Pointing and labeling entries:
:::::

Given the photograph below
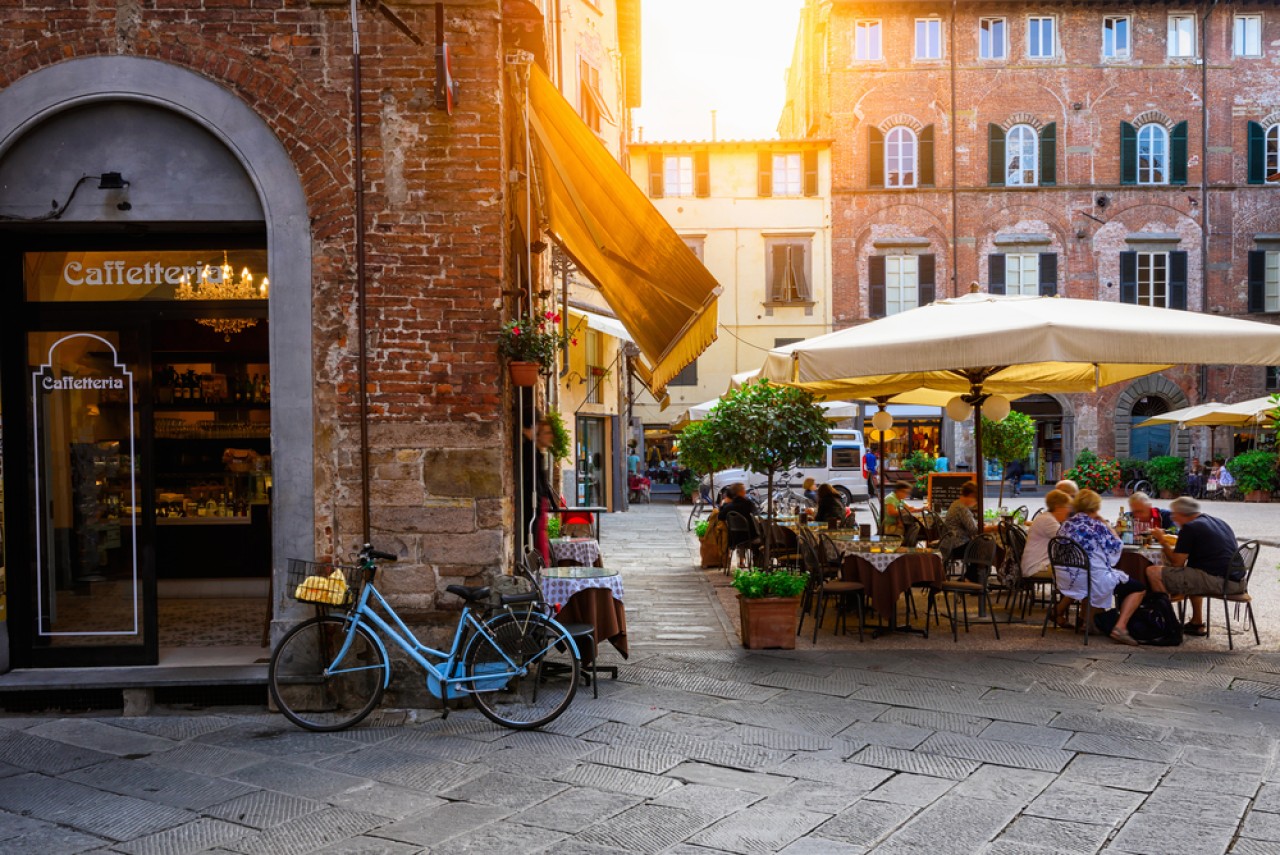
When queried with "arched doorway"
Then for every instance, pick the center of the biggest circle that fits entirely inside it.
(1144, 398)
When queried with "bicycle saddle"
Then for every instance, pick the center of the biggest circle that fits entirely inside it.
(469, 593)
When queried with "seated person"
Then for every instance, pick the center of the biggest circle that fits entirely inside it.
(1045, 527)
(830, 507)
(1144, 515)
(894, 506)
(961, 527)
(1087, 527)
(741, 503)
(1202, 563)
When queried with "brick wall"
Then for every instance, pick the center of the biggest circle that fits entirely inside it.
(1086, 99)
(437, 245)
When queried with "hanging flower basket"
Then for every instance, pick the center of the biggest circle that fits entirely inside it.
(524, 374)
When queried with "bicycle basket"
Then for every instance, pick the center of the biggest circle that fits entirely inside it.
(323, 583)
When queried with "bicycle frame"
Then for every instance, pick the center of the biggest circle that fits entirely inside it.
(364, 613)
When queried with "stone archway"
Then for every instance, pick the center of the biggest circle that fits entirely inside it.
(1136, 401)
(96, 79)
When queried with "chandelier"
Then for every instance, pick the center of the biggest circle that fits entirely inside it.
(220, 283)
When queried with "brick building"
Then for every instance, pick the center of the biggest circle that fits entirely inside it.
(1093, 150)
(176, 430)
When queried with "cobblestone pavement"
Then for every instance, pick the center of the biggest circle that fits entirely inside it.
(700, 748)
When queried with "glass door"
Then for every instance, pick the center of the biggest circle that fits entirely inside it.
(91, 598)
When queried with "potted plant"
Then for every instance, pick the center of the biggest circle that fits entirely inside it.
(1093, 472)
(1168, 475)
(530, 344)
(769, 607)
(1255, 475)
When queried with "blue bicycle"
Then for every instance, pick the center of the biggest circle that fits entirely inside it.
(519, 666)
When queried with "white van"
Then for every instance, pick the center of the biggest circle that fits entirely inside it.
(841, 466)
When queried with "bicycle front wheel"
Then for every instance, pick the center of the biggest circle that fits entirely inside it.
(316, 693)
(530, 644)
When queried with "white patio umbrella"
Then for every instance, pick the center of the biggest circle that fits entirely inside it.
(986, 348)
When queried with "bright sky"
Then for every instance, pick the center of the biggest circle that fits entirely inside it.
(723, 55)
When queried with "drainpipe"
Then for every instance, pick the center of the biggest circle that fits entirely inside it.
(955, 207)
(361, 327)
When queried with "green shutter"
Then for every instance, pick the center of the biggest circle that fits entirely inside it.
(995, 155)
(1178, 154)
(1128, 154)
(1257, 154)
(876, 158)
(926, 165)
(1048, 155)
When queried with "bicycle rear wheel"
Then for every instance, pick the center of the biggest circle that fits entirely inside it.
(318, 694)
(531, 643)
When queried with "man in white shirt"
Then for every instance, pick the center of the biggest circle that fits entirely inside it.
(1057, 506)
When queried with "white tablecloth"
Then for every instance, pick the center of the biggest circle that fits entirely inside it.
(584, 551)
(557, 591)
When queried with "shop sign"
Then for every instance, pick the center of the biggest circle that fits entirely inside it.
(118, 275)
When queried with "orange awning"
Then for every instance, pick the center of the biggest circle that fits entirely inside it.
(617, 238)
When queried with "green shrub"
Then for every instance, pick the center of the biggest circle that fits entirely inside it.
(1093, 472)
(754, 584)
(1168, 474)
(1253, 471)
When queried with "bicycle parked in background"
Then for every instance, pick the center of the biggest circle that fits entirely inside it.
(519, 666)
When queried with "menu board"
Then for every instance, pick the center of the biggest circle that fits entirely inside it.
(945, 489)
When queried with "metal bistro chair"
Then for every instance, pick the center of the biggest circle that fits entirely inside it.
(1246, 556)
(1068, 556)
(979, 552)
(746, 534)
(584, 634)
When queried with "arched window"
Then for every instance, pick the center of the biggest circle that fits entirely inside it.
(900, 155)
(1022, 164)
(1272, 155)
(1152, 155)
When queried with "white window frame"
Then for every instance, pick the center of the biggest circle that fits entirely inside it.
(1243, 50)
(1015, 178)
(868, 26)
(1157, 133)
(1052, 47)
(900, 145)
(936, 24)
(1271, 289)
(1148, 265)
(901, 283)
(789, 174)
(1022, 273)
(1271, 163)
(673, 183)
(1175, 36)
(1116, 53)
(1002, 47)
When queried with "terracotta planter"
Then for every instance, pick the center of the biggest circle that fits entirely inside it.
(524, 374)
(769, 622)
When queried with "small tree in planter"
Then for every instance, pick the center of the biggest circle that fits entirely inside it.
(768, 428)
(1006, 442)
(1168, 475)
(1093, 472)
(768, 604)
(1255, 474)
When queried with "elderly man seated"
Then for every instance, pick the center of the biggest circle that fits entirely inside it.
(1203, 562)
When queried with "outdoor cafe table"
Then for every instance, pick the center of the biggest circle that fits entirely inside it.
(887, 575)
(577, 551)
(589, 595)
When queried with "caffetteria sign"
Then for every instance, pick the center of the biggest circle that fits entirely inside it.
(114, 275)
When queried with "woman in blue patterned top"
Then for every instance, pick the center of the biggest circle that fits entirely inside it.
(1102, 547)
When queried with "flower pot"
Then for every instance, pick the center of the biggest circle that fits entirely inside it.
(769, 622)
(524, 374)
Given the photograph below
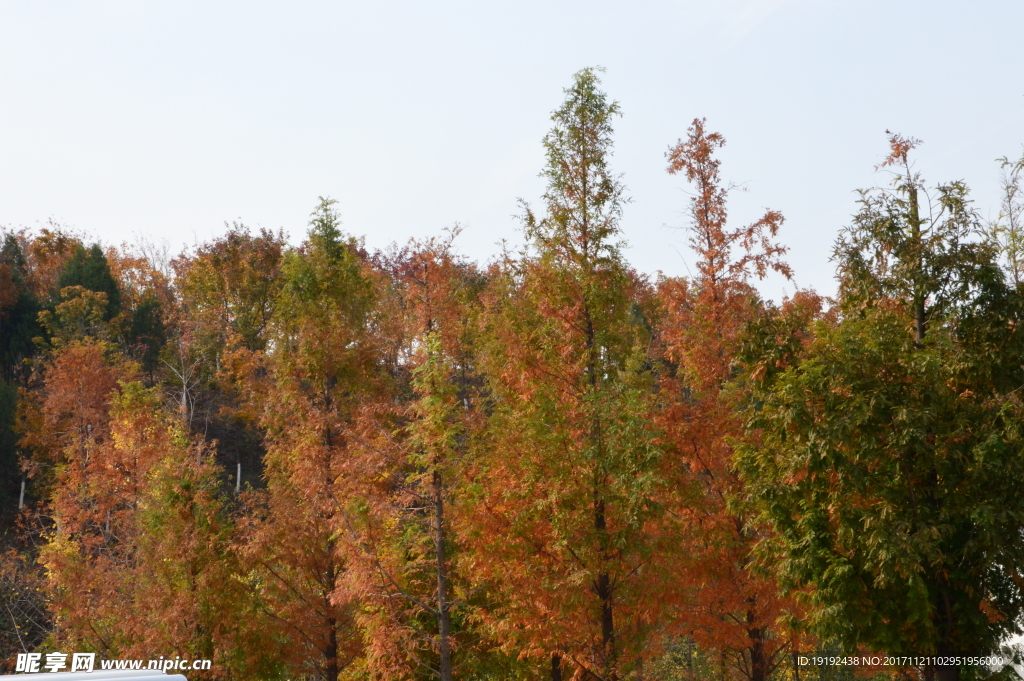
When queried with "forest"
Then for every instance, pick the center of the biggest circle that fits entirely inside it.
(323, 462)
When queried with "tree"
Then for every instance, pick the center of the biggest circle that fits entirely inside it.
(306, 389)
(419, 443)
(889, 464)
(732, 608)
(89, 269)
(565, 484)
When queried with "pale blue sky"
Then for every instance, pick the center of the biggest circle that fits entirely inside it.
(166, 119)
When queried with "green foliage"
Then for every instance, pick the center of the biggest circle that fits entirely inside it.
(890, 465)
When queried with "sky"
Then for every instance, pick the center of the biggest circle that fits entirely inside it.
(167, 120)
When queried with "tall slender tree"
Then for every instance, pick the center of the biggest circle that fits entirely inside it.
(306, 390)
(566, 487)
(731, 608)
(890, 459)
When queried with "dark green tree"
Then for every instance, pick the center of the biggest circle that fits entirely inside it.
(88, 268)
(890, 464)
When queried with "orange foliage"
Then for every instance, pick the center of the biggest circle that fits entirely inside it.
(733, 609)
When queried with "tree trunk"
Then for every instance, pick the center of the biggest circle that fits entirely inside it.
(556, 667)
(603, 589)
(331, 670)
(443, 606)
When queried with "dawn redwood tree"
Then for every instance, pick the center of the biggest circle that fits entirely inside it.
(731, 608)
(306, 390)
(565, 482)
(414, 448)
(889, 462)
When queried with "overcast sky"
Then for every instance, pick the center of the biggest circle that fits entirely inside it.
(168, 119)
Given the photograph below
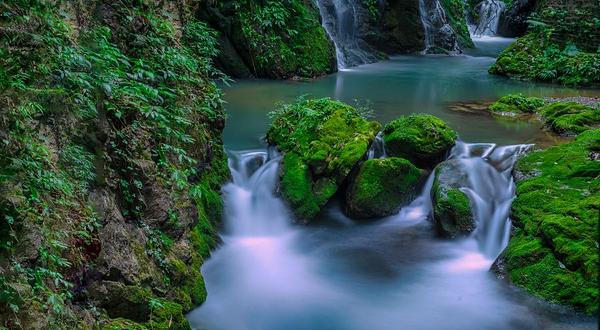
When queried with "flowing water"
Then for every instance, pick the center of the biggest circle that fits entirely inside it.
(392, 273)
(340, 23)
(489, 12)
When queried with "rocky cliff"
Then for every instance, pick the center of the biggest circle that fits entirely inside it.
(110, 166)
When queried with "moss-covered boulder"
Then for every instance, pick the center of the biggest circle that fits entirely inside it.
(381, 186)
(516, 105)
(536, 57)
(422, 139)
(554, 249)
(452, 211)
(570, 118)
(323, 140)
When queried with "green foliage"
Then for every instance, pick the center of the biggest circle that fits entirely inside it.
(286, 37)
(118, 107)
(381, 185)
(422, 139)
(570, 118)
(322, 140)
(536, 57)
(517, 104)
(555, 254)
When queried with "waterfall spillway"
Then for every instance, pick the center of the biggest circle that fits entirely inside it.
(438, 32)
(340, 21)
(488, 20)
(491, 190)
(377, 149)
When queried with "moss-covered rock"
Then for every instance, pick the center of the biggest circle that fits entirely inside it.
(273, 39)
(381, 186)
(570, 118)
(516, 105)
(323, 140)
(536, 57)
(422, 139)
(452, 211)
(554, 250)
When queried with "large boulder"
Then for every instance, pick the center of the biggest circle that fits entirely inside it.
(323, 140)
(553, 252)
(381, 187)
(570, 118)
(451, 207)
(422, 139)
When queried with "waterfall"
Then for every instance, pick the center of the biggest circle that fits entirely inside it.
(438, 32)
(490, 189)
(341, 24)
(489, 12)
(377, 149)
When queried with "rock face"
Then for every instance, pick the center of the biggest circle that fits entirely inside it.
(255, 42)
(323, 140)
(422, 139)
(553, 252)
(124, 155)
(570, 118)
(513, 21)
(381, 187)
(452, 212)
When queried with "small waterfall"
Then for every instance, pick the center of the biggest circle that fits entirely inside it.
(489, 12)
(490, 189)
(340, 23)
(377, 149)
(251, 208)
(438, 32)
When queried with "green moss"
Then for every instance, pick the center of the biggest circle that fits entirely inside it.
(536, 57)
(570, 118)
(286, 39)
(381, 186)
(556, 211)
(516, 104)
(168, 317)
(422, 139)
(452, 212)
(323, 140)
(123, 324)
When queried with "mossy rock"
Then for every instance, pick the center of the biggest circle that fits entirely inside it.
(168, 317)
(422, 139)
(570, 118)
(516, 105)
(123, 324)
(381, 186)
(536, 57)
(452, 211)
(554, 252)
(323, 140)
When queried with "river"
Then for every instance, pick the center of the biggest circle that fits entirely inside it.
(392, 273)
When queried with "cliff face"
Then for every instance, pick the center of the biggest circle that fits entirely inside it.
(270, 39)
(110, 165)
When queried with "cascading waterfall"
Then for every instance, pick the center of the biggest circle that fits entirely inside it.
(269, 275)
(490, 189)
(489, 12)
(438, 32)
(377, 149)
(340, 23)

:::::

- Task goal
Gather every line of the material above that contains the string "small".

- Written answer
When queried with "small tree in planter"
When queried with "small waterfall"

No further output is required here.